## [EXERCISE REQUIREMENTS]
In the node-ordering documentation below, what happens to missing nodes and modules when na.rm is FALSE?

#' Order nodes in descending order of \emph{weighted degree} and order
#' modules by the similarity of their summary vectors.
#' @inheritParams common_params
#' @inheritParams simplify_param
#' @inheritParams orderModules_param
#' @param na.rm logical; If \code{TRUE}, nodes and modules present in the
#' \code{discovery} dataset but missing from the test dataset are excluded. If
#' \code{FALSE}, missing nodes and modules are put last in the ordering.
#' @param mean logical; if \code{TRUE}, node order will be calculated for each
#' \code{discovery} dataset by averaging the weighted degree and pooling
#' \emph{module summary} vectors across the specified \code{test} datasets.
#' If \code{FALSE}, the node order is calculated separately in each test
#' dataset.
#' @details
#' \subsection{Input data structures:}{
#' The \link[=modulePreservation]{preservation of network modules} in a second
#' dataset is quantified by measuring the preservation of topological
#' properties between the \emph{discovery} and \emph{test} datasets. These
#' properties are calculated not only from the interaction networks inferred
#' in each dataset, but also from the data used to infer those networks (e.g.
#' gene expression data) as well as the correlation structure between
#' variables/nodes. Thus, all functions in the \code{NetRep} package have the
#' following arguments:
#' \itemize{
#' \item{\code{network}:}{
#' a list of interaction networks, one for each dataset.
#' }
#' \item{\code{data}:}{
#' a list of data matrices used to infer those networks, one for each
#' dataset.
#' }
#' \item{\code{correlation}:}{
#' a list of matrices containing the pairwise correlation coefficients
#' between variables/nodes in each dataset.

Image point grounding data:
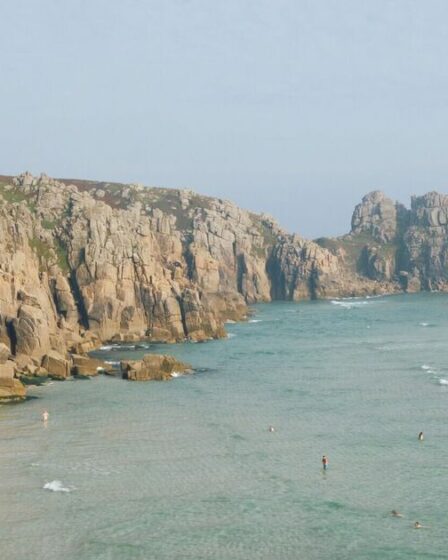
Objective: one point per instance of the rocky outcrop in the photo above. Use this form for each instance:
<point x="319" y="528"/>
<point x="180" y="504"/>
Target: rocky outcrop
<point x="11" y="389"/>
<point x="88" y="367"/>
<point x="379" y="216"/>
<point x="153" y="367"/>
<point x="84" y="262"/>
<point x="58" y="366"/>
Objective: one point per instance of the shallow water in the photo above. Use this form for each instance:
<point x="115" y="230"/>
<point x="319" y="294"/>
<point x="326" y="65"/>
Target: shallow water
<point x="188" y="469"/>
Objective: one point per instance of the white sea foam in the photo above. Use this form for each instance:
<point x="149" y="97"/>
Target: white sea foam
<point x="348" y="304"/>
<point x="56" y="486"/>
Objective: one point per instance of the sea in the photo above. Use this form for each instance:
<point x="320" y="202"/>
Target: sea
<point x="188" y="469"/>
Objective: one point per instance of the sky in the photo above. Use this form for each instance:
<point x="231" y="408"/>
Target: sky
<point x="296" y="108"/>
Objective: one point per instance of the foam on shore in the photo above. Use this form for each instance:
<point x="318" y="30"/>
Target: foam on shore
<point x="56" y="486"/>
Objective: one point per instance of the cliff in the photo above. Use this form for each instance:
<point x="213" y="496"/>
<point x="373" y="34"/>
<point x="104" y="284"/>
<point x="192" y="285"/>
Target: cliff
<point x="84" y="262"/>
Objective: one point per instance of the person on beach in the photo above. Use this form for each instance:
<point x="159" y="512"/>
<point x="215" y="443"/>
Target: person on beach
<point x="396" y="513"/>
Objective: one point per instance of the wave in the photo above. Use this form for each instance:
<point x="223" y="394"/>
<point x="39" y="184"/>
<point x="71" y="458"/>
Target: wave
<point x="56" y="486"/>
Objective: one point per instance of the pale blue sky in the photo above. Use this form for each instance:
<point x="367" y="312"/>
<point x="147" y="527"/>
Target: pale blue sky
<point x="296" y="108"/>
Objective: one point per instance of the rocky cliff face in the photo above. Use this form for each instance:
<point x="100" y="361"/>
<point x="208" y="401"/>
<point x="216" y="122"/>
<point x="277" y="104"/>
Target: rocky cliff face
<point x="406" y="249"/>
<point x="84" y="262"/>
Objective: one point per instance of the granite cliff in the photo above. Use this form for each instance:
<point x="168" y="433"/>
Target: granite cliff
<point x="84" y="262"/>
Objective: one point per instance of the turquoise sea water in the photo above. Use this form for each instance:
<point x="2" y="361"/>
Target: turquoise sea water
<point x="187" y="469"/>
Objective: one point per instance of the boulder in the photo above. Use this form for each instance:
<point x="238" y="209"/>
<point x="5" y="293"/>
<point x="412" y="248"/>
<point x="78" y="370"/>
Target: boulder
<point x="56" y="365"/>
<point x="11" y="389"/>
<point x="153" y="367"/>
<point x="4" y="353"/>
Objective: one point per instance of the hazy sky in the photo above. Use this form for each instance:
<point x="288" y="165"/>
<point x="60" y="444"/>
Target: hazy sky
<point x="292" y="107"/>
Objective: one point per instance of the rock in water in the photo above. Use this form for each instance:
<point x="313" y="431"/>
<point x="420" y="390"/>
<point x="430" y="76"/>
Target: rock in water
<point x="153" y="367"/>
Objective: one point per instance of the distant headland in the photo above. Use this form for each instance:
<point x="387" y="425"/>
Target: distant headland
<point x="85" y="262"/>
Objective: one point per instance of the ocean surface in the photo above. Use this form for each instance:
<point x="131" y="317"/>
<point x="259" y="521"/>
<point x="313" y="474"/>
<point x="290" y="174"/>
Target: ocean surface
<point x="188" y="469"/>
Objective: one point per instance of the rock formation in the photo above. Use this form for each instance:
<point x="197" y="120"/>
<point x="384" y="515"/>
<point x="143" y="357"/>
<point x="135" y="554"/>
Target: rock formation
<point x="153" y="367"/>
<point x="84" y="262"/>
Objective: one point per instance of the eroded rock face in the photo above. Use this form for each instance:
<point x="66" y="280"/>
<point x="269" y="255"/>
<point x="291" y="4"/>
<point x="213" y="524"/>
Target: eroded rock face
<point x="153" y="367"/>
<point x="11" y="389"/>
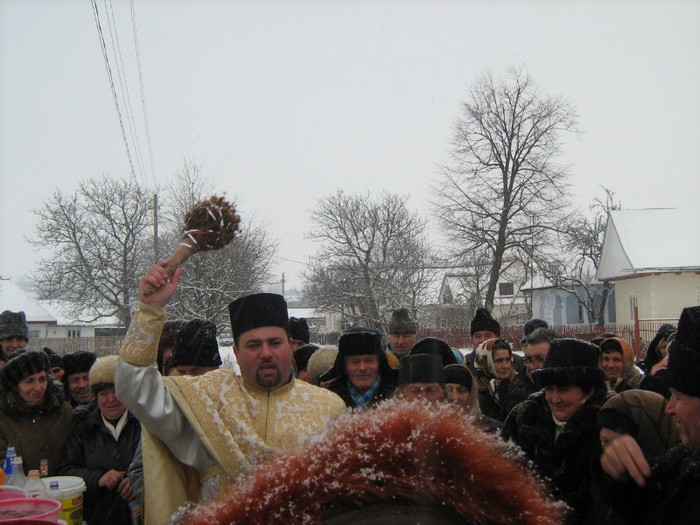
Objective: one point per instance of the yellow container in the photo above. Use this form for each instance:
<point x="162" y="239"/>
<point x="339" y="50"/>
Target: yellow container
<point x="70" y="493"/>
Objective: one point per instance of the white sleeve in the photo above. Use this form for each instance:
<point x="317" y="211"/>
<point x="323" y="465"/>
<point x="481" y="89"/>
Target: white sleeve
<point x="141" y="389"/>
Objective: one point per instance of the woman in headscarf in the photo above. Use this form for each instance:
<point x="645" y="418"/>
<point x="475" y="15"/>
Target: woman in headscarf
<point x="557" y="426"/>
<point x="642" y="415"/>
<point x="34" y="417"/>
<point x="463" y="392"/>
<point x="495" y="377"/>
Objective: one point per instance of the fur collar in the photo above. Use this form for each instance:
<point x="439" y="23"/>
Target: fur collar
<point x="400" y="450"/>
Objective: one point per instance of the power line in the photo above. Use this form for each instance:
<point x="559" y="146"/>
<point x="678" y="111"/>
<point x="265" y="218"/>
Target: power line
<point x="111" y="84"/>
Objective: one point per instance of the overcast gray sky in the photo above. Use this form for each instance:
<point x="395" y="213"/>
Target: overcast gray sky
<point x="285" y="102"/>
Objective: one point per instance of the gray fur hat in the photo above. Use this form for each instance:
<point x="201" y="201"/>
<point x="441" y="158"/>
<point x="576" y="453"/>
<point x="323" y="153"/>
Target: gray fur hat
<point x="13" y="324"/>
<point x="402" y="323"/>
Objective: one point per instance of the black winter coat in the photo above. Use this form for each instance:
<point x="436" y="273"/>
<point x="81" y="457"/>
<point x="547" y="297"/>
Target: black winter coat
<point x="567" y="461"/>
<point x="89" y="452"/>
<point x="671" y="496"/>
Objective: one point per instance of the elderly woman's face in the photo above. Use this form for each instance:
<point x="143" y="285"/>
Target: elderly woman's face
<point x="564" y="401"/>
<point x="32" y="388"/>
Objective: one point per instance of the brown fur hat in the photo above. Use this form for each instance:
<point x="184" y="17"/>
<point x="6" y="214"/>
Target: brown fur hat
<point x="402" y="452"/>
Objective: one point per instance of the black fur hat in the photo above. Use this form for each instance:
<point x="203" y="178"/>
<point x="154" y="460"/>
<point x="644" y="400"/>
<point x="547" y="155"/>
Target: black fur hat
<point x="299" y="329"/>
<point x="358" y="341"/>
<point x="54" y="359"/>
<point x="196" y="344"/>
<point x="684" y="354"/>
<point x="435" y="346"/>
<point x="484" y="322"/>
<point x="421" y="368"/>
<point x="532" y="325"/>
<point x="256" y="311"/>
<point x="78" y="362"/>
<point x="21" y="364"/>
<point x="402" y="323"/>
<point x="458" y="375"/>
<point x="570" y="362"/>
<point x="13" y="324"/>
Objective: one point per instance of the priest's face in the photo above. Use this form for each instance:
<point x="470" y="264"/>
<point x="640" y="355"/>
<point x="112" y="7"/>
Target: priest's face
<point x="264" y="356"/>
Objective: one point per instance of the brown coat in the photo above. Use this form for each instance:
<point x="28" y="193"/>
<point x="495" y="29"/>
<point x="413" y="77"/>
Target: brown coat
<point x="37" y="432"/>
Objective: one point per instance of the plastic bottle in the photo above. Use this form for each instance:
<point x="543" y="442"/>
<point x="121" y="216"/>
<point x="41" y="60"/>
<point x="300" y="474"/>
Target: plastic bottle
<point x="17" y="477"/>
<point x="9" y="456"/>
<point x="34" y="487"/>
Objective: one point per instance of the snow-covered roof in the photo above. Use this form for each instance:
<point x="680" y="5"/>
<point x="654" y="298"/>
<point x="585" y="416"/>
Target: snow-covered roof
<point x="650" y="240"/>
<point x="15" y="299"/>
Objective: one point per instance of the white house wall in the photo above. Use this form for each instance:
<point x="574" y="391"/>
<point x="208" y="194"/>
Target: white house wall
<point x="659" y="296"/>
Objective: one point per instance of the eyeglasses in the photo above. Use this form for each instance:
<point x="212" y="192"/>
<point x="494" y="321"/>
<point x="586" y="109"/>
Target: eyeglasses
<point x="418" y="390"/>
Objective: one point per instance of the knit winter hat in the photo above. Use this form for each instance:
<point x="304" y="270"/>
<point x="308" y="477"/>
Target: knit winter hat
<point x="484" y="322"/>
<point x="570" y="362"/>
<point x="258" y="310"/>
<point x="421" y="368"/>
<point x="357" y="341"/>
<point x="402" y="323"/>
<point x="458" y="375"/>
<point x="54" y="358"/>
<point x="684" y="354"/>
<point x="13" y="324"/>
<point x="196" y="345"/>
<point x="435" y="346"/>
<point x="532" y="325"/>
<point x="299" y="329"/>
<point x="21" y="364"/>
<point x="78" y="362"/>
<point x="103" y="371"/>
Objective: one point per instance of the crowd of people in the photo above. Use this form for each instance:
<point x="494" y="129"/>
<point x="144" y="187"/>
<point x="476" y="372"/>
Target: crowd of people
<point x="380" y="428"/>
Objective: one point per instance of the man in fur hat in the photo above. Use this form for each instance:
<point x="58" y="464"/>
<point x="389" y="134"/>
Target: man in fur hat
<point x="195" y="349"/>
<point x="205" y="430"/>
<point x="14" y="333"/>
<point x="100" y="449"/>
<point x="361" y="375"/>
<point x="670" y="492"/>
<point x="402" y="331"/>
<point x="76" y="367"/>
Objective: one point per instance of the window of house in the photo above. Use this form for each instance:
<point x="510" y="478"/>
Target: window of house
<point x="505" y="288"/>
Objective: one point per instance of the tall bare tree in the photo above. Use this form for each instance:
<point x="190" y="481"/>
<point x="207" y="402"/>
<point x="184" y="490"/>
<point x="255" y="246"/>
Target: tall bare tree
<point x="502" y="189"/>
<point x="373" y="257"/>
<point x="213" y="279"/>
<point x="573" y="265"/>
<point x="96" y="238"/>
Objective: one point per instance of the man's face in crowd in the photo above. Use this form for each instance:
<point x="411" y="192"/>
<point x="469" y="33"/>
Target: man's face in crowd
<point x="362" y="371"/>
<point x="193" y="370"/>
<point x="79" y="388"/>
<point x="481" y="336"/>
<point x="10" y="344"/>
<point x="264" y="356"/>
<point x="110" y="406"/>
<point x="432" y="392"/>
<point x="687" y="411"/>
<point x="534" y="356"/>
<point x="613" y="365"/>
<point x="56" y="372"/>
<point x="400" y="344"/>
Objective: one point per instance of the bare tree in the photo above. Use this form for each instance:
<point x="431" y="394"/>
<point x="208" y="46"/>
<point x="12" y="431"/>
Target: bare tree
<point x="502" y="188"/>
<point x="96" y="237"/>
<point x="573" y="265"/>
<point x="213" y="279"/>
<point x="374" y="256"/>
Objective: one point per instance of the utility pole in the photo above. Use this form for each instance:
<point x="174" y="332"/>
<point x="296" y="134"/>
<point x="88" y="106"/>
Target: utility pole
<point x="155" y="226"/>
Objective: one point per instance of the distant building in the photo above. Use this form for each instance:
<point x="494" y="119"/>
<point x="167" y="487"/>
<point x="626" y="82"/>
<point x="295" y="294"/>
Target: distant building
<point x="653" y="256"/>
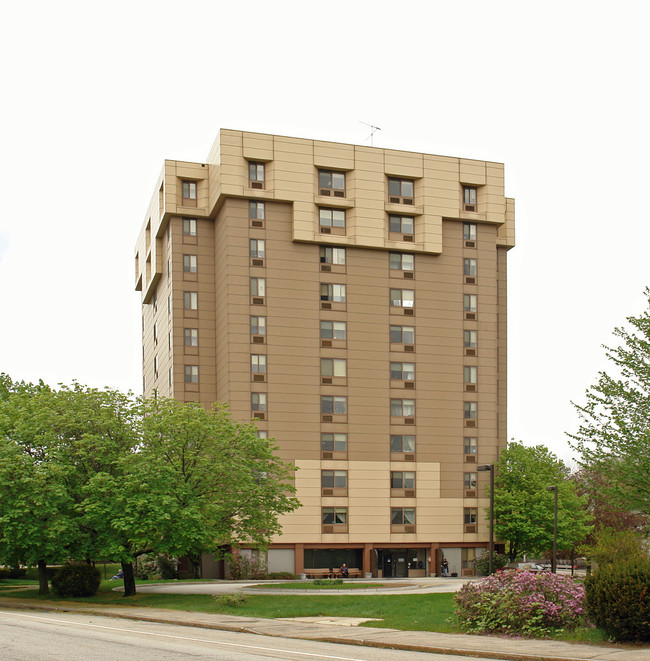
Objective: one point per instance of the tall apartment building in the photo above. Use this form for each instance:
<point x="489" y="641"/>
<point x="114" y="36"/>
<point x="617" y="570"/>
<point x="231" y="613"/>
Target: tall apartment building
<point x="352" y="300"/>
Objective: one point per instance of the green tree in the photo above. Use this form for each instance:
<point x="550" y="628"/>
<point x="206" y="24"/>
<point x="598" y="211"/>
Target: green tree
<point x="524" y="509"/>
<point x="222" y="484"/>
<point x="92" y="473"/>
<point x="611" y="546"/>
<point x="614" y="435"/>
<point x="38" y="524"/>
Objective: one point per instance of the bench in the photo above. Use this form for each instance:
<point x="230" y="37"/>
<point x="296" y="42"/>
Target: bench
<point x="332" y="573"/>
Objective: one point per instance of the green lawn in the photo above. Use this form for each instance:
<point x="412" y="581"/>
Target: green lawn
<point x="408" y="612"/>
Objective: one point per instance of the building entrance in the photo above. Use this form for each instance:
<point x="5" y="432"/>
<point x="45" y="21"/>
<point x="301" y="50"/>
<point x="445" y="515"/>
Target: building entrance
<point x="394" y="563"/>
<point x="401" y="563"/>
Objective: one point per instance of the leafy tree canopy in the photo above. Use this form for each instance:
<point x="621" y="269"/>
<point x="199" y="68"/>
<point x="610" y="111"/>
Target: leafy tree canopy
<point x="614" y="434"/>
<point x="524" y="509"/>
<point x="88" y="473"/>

## [RESPONSE BOX]
They are put last in the ordering.